• PROBLEM TO SOLVE: I would like every record below transcribed exactly as it is.

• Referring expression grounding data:
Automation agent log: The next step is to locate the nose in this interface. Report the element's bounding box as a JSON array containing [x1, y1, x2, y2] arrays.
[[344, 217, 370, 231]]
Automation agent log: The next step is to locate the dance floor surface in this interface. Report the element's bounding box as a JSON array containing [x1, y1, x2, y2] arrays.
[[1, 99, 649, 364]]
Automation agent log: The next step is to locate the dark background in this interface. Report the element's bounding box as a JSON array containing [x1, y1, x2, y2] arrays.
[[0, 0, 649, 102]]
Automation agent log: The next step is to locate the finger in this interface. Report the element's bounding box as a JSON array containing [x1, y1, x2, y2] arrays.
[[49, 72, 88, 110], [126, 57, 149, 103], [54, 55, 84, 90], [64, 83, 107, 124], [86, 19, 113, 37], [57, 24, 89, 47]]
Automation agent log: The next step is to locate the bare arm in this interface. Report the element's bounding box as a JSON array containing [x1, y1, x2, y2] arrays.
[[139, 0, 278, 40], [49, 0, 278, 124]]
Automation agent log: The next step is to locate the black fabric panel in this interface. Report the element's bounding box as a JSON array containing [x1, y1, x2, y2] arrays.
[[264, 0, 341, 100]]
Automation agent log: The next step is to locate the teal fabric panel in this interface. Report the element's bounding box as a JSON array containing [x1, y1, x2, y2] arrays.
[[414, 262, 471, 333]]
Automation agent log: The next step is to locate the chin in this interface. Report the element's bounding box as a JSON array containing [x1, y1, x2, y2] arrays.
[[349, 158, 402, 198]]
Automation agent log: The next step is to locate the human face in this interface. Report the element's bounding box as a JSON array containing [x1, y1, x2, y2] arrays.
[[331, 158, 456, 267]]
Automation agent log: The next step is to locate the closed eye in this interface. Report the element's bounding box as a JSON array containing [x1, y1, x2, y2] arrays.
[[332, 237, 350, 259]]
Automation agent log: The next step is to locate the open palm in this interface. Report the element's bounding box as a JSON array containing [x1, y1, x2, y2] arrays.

• SOLUTION FOR THIS EXERCISE:
Automation agent log: The next step is to locate the nose in this interface. Report the element's bounding box as a JSON array containing [x1, y1, x2, y2] arrays.
[[344, 217, 370, 231]]
Automation agent log: The next step is to locate the dance floor surface in this interface. Report the element's bounding box as a JSON array containing [x1, y1, x2, y2] arrays.
[[1, 99, 649, 364]]
Automation agent log: The next step is to locate the dark background in this interface. Report the element's bounding box as a JSON array containing [x1, y1, x2, y2] arrays.
[[0, 0, 649, 102]]
Automation agent log: The next step is to locate the finger in this interface. Report the element's bounding box as a JSON array containing [x1, y1, x2, y2] arrays.
[[49, 72, 88, 110], [126, 57, 149, 103], [54, 55, 84, 90], [64, 83, 107, 124], [86, 19, 113, 37], [57, 24, 89, 47]]
Automation agent log: The next step is to locate the bare arm in this interface. Report the element's bounding box as a JSON array containing [x1, y1, x2, y2] arrays.
[[139, 0, 278, 40], [49, 0, 278, 124]]
Automation agent log: The next step is to locate the black fabric panel in this interface. Report the element's bounding box as a JSON array containing [x1, y1, x2, y2] arrays.
[[264, 0, 341, 100]]
Automation agent log: The next step is to locate the teal fabric panel in this interface. Report the element's bounding box as a JSON array containing [x1, y1, x2, y2] arrays.
[[414, 262, 471, 333]]
Automation agent log: The next step is to locate the chin in this interface. Report the element's bounding box as a JSON array containing [x1, y1, x2, y2] arrays.
[[349, 158, 402, 198]]
Automation agent log: The next step is to locate the human face in this interface. Report the element's bounding box as a JSON array containing [x1, y1, x2, y2] arrays.
[[331, 158, 456, 267]]
Automation agent log: The next step is to locate the closed eye in this interface. Report the element's bounding box as a JSON array containing [x1, y1, x2, y2] arrays.
[[332, 237, 350, 259]]
Automation agent log: The next step is to locate the open palm in this interface. Report the element's bounding box as a JSON array containing [x1, y1, x2, y2] arrays.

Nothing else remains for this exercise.